Which lines in the records below contain the string "bridge"? Gather every one of them and copy each line out in full.

[Collection entries]
□ □ □ □ □

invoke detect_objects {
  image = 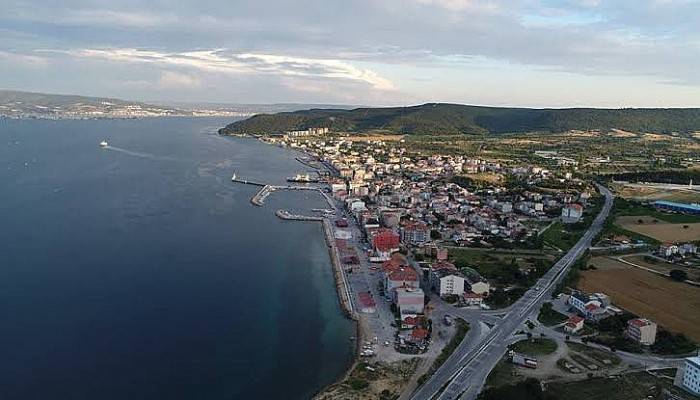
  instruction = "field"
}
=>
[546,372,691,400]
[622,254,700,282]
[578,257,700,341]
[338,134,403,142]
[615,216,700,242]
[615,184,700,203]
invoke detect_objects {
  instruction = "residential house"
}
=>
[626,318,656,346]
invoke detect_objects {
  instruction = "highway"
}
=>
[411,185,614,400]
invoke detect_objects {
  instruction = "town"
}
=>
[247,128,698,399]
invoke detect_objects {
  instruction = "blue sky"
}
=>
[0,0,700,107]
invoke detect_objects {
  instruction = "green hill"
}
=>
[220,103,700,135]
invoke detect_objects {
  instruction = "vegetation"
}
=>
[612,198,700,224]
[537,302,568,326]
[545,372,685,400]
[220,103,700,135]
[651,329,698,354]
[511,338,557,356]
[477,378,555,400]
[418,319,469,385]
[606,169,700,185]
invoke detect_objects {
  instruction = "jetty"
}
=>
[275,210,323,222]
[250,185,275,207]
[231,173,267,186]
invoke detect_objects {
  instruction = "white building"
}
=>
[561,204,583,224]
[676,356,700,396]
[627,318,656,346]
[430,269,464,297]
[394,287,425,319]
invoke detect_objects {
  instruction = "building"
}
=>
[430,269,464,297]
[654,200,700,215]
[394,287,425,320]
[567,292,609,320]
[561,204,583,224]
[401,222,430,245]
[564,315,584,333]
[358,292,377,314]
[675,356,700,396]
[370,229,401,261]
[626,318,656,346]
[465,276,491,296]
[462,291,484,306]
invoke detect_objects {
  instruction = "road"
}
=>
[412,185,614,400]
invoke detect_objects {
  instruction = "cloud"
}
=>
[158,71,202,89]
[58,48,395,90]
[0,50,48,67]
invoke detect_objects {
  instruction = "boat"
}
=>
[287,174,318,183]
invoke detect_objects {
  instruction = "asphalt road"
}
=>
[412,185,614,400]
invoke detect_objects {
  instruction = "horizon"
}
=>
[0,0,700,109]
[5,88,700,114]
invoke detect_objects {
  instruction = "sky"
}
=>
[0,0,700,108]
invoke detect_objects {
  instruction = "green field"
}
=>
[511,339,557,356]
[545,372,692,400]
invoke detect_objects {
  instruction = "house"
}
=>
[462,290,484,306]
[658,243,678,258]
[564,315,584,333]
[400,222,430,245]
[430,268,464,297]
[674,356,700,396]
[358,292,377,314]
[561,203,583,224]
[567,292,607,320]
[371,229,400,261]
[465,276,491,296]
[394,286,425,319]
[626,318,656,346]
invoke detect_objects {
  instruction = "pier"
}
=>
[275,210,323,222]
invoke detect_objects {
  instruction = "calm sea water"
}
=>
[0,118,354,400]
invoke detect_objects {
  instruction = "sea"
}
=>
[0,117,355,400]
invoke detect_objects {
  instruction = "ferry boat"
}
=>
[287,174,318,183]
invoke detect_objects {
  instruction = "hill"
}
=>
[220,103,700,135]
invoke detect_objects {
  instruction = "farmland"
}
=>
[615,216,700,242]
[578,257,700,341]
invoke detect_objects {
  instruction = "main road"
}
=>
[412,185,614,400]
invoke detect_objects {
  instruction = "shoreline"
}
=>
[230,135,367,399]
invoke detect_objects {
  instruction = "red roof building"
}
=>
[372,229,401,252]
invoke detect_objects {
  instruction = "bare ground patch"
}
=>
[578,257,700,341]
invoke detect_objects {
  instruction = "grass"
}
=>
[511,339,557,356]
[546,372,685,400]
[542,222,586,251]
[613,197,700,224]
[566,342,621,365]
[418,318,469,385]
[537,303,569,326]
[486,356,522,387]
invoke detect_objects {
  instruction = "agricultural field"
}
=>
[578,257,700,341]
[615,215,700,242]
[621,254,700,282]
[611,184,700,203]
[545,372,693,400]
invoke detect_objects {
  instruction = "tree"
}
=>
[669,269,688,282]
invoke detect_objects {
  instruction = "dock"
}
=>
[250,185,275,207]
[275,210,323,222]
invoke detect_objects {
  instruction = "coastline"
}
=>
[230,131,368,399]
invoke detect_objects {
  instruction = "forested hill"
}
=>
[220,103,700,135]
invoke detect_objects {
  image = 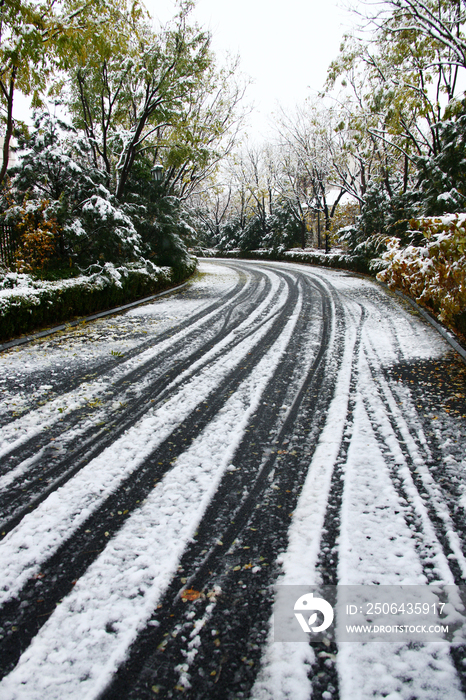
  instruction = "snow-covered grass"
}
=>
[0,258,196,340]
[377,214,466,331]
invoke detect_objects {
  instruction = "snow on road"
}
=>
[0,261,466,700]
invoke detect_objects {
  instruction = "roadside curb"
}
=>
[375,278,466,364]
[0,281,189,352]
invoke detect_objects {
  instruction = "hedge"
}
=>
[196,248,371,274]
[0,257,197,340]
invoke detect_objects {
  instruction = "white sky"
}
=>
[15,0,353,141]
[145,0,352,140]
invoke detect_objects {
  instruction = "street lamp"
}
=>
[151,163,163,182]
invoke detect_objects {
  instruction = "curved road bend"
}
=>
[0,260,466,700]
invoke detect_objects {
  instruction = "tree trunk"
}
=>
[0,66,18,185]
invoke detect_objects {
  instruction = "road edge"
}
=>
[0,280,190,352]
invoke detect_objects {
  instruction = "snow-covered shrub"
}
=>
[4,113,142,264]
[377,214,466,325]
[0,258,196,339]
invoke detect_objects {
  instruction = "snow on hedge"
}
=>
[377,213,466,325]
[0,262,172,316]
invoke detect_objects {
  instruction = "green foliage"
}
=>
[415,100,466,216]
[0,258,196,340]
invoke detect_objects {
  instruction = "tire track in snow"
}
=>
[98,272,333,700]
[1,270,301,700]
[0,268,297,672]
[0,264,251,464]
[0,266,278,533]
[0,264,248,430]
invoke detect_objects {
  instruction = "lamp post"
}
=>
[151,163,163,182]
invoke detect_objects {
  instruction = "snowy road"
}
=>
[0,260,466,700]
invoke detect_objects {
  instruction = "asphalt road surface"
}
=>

□ □ □ □ □

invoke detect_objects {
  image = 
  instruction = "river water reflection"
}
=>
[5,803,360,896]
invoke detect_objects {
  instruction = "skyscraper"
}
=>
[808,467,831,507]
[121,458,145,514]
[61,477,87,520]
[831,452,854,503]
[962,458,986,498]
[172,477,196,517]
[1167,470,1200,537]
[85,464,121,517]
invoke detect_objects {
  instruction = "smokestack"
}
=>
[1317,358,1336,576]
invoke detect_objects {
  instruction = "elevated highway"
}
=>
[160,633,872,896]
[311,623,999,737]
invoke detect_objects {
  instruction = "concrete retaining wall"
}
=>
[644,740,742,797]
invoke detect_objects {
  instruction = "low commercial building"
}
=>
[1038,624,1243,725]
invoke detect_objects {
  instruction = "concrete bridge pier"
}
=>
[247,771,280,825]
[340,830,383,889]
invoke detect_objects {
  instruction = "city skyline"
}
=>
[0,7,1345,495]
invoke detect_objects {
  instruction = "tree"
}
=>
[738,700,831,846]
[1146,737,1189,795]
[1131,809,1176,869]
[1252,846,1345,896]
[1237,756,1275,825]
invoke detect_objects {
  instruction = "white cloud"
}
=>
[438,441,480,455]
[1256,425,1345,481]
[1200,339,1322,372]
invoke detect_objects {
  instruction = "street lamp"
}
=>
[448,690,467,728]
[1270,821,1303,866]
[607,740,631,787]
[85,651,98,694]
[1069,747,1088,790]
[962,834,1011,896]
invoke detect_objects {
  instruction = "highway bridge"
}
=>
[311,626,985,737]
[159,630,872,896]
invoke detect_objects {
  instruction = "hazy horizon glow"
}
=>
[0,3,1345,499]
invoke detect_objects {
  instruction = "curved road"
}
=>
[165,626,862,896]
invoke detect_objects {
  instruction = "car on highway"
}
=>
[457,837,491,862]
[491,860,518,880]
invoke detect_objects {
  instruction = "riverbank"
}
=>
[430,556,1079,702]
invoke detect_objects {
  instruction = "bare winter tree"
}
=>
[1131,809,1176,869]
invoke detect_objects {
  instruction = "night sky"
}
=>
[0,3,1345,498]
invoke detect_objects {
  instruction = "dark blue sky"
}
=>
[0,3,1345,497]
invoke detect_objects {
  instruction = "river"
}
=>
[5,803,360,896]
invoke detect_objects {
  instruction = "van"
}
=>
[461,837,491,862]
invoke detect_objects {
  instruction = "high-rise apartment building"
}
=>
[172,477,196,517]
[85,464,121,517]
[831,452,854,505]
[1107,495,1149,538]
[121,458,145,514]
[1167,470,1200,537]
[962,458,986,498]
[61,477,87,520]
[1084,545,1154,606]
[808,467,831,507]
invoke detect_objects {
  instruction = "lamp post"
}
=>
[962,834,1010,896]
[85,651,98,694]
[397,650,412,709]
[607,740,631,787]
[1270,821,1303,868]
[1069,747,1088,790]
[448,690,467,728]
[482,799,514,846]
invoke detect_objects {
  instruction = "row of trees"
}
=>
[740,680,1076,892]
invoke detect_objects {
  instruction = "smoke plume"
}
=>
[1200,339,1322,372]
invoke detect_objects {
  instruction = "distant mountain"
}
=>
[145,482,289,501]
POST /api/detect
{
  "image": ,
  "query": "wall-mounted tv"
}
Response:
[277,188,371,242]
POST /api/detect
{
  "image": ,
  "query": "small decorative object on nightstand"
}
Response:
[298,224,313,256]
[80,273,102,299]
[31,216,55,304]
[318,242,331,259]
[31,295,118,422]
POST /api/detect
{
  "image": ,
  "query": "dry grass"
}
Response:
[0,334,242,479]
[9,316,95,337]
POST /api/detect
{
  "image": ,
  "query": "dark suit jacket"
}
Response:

□ □ □ □ □

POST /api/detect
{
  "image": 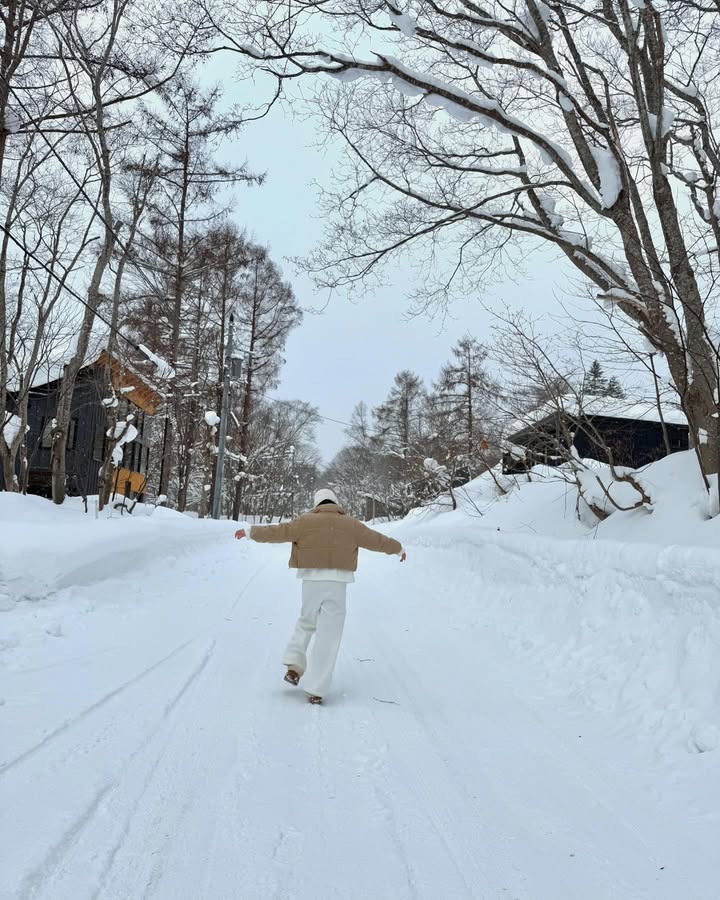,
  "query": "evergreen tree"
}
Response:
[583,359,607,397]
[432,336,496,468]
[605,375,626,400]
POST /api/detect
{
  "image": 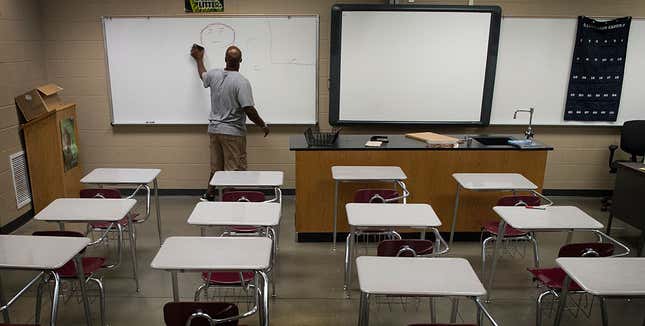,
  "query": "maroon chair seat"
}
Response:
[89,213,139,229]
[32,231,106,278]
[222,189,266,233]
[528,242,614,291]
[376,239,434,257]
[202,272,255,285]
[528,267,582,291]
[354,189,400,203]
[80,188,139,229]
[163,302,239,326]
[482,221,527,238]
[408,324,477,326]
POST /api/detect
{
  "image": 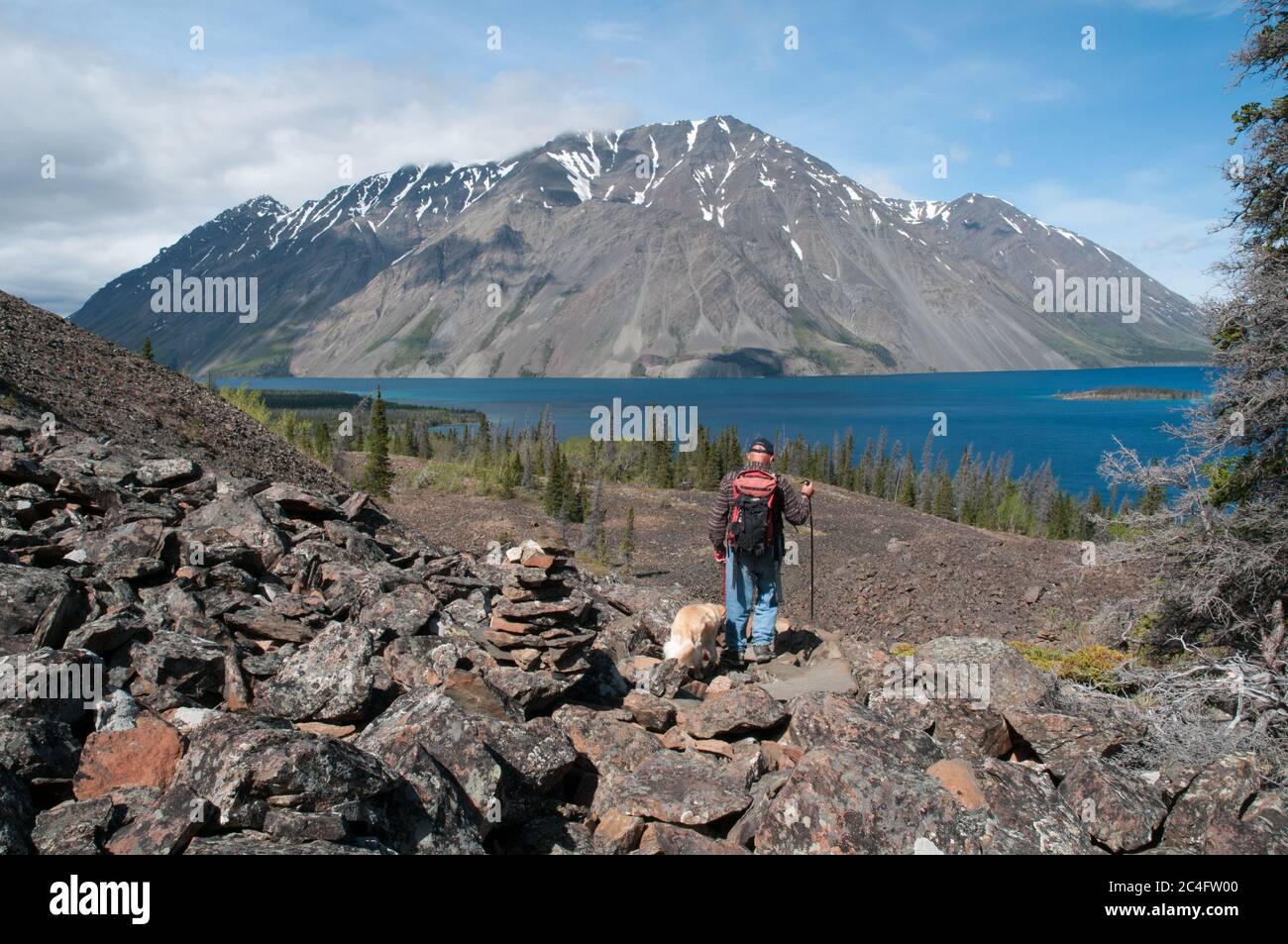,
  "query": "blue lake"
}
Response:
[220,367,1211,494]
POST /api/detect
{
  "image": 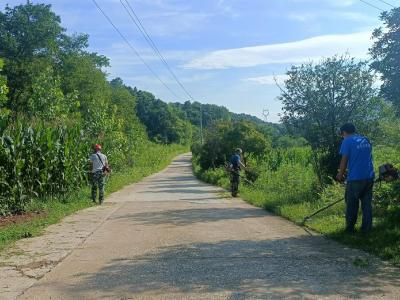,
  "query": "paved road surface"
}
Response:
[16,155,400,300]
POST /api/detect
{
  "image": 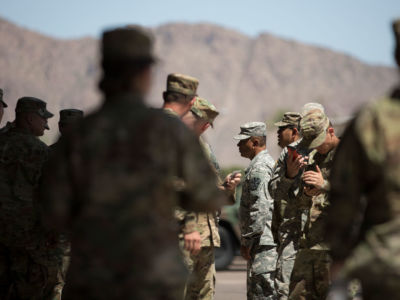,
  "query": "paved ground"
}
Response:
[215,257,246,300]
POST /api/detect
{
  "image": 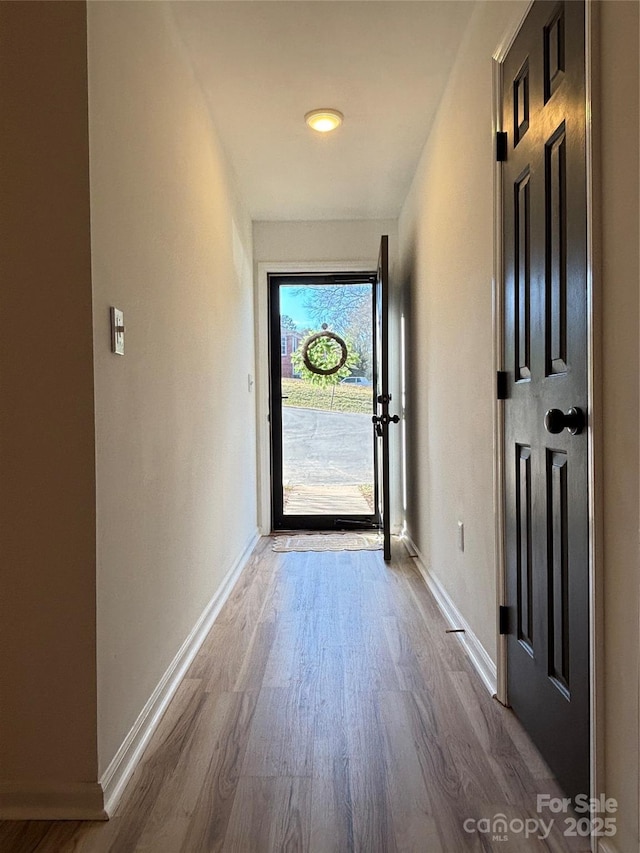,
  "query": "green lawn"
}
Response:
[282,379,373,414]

□ □ □ □ □

> Expected answer:
  instruction = "concrete bridge pier"
  instruction = "highway bridge"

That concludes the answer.